(Stored data entries)
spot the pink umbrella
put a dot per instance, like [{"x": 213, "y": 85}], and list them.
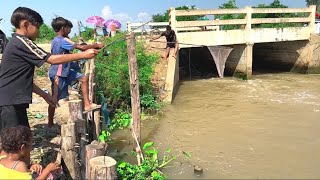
[
  {"x": 97, "y": 20},
  {"x": 113, "y": 22}
]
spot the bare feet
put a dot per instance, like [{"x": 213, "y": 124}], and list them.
[
  {"x": 50, "y": 124},
  {"x": 91, "y": 107}
]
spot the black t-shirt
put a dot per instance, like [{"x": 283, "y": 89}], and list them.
[
  {"x": 170, "y": 36},
  {"x": 17, "y": 68}
]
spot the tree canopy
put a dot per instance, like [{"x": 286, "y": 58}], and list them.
[{"x": 165, "y": 16}]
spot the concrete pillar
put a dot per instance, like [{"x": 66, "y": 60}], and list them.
[
  {"x": 172, "y": 80},
  {"x": 239, "y": 62},
  {"x": 248, "y": 60}
]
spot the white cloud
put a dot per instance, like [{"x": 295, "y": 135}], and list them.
[
  {"x": 106, "y": 11},
  {"x": 143, "y": 17},
  {"x": 108, "y": 14}
]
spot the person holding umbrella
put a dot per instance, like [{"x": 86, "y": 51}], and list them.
[
  {"x": 113, "y": 25},
  {"x": 97, "y": 21}
]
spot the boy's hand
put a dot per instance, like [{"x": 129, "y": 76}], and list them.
[
  {"x": 50, "y": 100},
  {"x": 90, "y": 53},
  {"x": 100, "y": 46},
  {"x": 52, "y": 167},
  {"x": 36, "y": 168}
]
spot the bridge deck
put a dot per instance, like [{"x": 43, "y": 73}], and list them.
[{"x": 229, "y": 37}]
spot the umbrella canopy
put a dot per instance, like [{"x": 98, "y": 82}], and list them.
[
  {"x": 112, "y": 22},
  {"x": 97, "y": 20}
]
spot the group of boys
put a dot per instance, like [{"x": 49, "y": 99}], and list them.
[{"x": 20, "y": 57}]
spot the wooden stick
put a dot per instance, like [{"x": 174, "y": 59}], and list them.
[
  {"x": 92, "y": 150},
  {"x": 103, "y": 167},
  {"x": 75, "y": 110},
  {"x": 134, "y": 87},
  {"x": 68, "y": 150},
  {"x": 97, "y": 126}
]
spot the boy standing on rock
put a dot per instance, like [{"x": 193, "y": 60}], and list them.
[
  {"x": 171, "y": 41},
  {"x": 62, "y": 75},
  {"x": 17, "y": 68}
]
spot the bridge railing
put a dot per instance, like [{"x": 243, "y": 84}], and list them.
[
  {"x": 246, "y": 27},
  {"x": 248, "y": 19},
  {"x": 147, "y": 28}
]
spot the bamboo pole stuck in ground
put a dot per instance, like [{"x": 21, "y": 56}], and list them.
[
  {"x": 92, "y": 150},
  {"x": 134, "y": 90},
  {"x": 97, "y": 126},
  {"x": 68, "y": 150},
  {"x": 75, "y": 110},
  {"x": 103, "y": 167}
]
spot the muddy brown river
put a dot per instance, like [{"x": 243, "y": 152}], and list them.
[{"x": 264, "y": 128}]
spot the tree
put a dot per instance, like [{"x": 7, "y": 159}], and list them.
[
  {"x": 46, "y": 33},
  {"x": 165, "y": 17},
  {"x": 231, "y": 4}
]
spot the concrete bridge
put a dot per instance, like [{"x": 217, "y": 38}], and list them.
[{"x": 298, "y": 42}]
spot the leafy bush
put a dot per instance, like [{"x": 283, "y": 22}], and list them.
[
  {"x": 112, "y": 74},
  {"x": 150, "y": 167},
  {"x": 120, "y": 120}
]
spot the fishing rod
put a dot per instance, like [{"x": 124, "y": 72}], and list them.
[{"x": 198, "y": 45}]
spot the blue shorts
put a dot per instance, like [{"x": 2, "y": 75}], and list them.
[{"x": 61, "y": 83}]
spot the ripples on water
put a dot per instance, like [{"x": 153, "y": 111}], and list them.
[{"x": 267, "y": 127}]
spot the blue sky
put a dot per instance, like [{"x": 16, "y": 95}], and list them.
[{"x": 123, "y": 10}]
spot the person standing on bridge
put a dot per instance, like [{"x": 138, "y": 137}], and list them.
[{"x": 171, "y": 41}]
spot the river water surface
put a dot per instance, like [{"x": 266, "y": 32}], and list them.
[{"x": 267, "y": 127}]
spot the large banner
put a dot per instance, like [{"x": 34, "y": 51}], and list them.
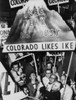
[{"x": 43, "y": 46}]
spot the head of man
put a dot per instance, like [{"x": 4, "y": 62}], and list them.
[
  {"x": 52, "y": 78},
  {"x": 48, "y": 73},
  {"x": 56, "y": 86}
]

*Description of the task*: Return each line of the data above that includes the word "river".

*Result for this task*:
spot the muddy brown river
spot the river water surface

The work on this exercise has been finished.